<<<<
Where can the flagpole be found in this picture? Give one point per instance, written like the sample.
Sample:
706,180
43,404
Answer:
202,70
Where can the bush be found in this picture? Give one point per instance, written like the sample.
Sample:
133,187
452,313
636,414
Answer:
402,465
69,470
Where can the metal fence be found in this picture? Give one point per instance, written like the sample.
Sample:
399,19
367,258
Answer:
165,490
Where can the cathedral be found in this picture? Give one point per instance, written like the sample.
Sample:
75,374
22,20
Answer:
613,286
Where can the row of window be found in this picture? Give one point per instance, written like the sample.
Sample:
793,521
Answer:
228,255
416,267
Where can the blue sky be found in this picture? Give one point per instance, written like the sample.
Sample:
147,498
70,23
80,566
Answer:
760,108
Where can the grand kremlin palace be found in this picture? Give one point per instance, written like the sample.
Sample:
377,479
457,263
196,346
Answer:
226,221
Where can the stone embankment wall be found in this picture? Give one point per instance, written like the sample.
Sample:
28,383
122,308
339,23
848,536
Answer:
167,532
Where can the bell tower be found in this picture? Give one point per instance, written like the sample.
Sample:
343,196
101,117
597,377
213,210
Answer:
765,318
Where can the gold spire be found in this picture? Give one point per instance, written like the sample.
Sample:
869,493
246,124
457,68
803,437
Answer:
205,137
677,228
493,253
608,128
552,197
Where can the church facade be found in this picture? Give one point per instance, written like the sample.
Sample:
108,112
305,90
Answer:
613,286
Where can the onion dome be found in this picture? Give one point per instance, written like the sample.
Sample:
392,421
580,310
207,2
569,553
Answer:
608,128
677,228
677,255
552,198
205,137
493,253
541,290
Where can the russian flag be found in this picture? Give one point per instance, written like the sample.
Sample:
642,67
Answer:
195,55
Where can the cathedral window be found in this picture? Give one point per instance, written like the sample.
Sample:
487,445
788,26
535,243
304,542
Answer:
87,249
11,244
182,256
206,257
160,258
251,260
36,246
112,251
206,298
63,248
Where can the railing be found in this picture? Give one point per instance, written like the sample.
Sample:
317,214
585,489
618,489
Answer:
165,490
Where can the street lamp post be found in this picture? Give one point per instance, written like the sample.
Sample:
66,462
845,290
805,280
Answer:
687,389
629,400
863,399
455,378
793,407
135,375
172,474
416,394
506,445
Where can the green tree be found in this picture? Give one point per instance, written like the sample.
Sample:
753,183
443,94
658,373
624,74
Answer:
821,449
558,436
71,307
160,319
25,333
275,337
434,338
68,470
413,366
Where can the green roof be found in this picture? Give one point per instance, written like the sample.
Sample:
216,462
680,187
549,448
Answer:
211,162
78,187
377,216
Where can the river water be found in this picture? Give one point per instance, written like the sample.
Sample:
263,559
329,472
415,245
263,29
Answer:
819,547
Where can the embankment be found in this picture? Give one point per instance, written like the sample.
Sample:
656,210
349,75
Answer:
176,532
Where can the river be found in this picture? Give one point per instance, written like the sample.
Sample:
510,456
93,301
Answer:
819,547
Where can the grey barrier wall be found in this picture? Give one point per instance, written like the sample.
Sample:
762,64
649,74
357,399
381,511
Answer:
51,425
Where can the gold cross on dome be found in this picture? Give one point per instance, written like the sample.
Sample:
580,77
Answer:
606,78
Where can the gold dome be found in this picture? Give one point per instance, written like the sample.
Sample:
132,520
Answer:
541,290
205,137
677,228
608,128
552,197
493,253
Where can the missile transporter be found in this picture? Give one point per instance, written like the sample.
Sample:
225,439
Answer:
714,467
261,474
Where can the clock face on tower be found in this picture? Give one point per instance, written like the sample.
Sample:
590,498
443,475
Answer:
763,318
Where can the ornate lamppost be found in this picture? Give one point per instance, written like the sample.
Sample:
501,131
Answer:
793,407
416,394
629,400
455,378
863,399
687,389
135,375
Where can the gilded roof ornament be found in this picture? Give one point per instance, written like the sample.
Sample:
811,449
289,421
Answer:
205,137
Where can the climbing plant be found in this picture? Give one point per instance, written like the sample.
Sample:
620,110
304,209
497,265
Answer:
>>>>
- **Your goal**: Output all of the data again, exactly.

- **Solution to the problem**:
Where can the flagpole be found in this picture? Give one point per instance, written like the sample.
Sample:
706,180
43,404
Answer:
202,70
Where can the bush be found in this picture? Give one point per instance, written like the sample.
Sample:
133,187
452,313
636,414
Answer:
402,465
69,470
Where can the metal fence be found in this picture? Give one point per instance, written like the sample.
Sample:
399,19
367,258
Answer:
165,490
Where can the cathedral be found in this picture? Give one point per instance, written like the sample.
Sample:
75,374
22,20
Answer:
613,286
Where can the row of window be found in this picture? Give one point per instance, written like the sample.
Sample:
793,521
Answer:
228,255
416,267
Where can the blue sky be found in this picture? Give one point per instance, written like the sample.
Sample:
147,498
70,23
80,566
Answer:
760,108
Where can the grand kremlin palace be found in this picture? Give one point per instance, written like the sample.
Sample:
377,479
457,263
196,346
Answer:
226,221
Where can the stone embankment wall be found in this picture? Give one point per instance, written like the sample.
Sample:
28,383
122,308
339,23
848,536
Answer:
167,532
Where can the bell tower be found in this picture? Give one point per instance, written like the sample.
Sample:
343,196
101,117
597,377
213,210
Answer:
765,318
Where can the gold spire be found in this picture? Give one point per instance, written like the sample.
Sample:
869,493
246,124
457,68
803,437
Answer:
205,137
677,228
493,253
608,128
552,197
Where can the church facade be found in this picture? Give one point per instance, written like the sample.
Sample:
108,112
305,90
Answer:
613,286
Where can the onion dome be found in this picture? Give one point per instance, written like the sample.
Sample:
392,421
580,310
207,2
569,553
Answer:
608,128
677,228
677,255
552,198
205,137
493,253
541,290
Where can the russian flag be found in this picture? Give one point per instance, written like the sample.
Sample:
642,67
Answer:
195,55
Where can the cathedral window be found in this picture? Give one point per instance, written like the sample.
Sample:
487,445
788,26
535,243
304,542
Answer:
87,249
11,244
182,256
206,257
160,258
251,260
36,246
112,251
206,298
63,248
Where can the railing be found in this picture? Give one point per instance, written like the sample.
Sample:
317,214
585,489
618,489
Answer:
165,490
Where can the street lamp post be found in this picture? Give one point per instance, written like the sample.
Sample:
66,462
845,290
805,280
Answer:
687,389
629,400
863,399
455,378
793,407
135,375
172,474
416,394
506,445
Where can the green tree be found in this picture? Give one point per instance, written like the sample.
Sample:
753,183
443,94
658,373
624,74
Answer:
821,449
558,436
71,307
160,319
25,333
275,337
434,338
68,470
413,366
Where can the green roof be found in this picture? Give one point per instance, written like the sample.
Sample:
216,462
680,187
549,448
Answer:
211,162
78,187
377,216
Where can the river water be found in this picture? Give one point per instance, written like the sample.
Sample:
263,559
329,472
415,245
263,29
Answer:
819,547
Where can the embankment be found in this picture? Give one point per instance, written like the sample.
Sample:
656,210
349,75
Answer:
176,532
Where can the river be found in this picture? Give one point per instance, written like the sample.
Sample:
510,456
93,301
Answer:
819,547
Where can the grey barrier wall be found in this picture? Give one point per instance, written like the sample.
Sample:
762,64
649,74
357,399
381,511
Answer:
51,425
Where can the gold cross on dome be found in this picture? Give one point per instance, written like the sample.
Sample:
580,77
Answer:
606,78
Where can the gold dome be found in this picture? Give one point per instance, written like the sample.
Sample:
132,520
Answer:
541,290
205,137
677,228
608,128
552,197
493,253
Where can the missile transporter be found in this picture? Give one point per instance, written like the sample.
Sample:
225,439
Answer:
714,467
261,474
Where can the clock face on tower be found in this picture? Give one point per instance, written like the sample.
Sample:
590,498
443,475
Answer:
763,318
Where can the ornate lamppost be found in this picture? Give one point per instance, written like the sample.
Sample:
501,131
Answer:
793,407
416,394
629,400
455,378
863,399
687,389
135,375
Where can the gilded roof ornament be found in this picture? Give one point per instance, written like the sample.
Sample:
811,449
289,421
Answer:
205,137
Where can the climbing plant be found in this picture? Give one point per instance, written like the sample.
Sample:
620,110
304,209
497,265
Answer:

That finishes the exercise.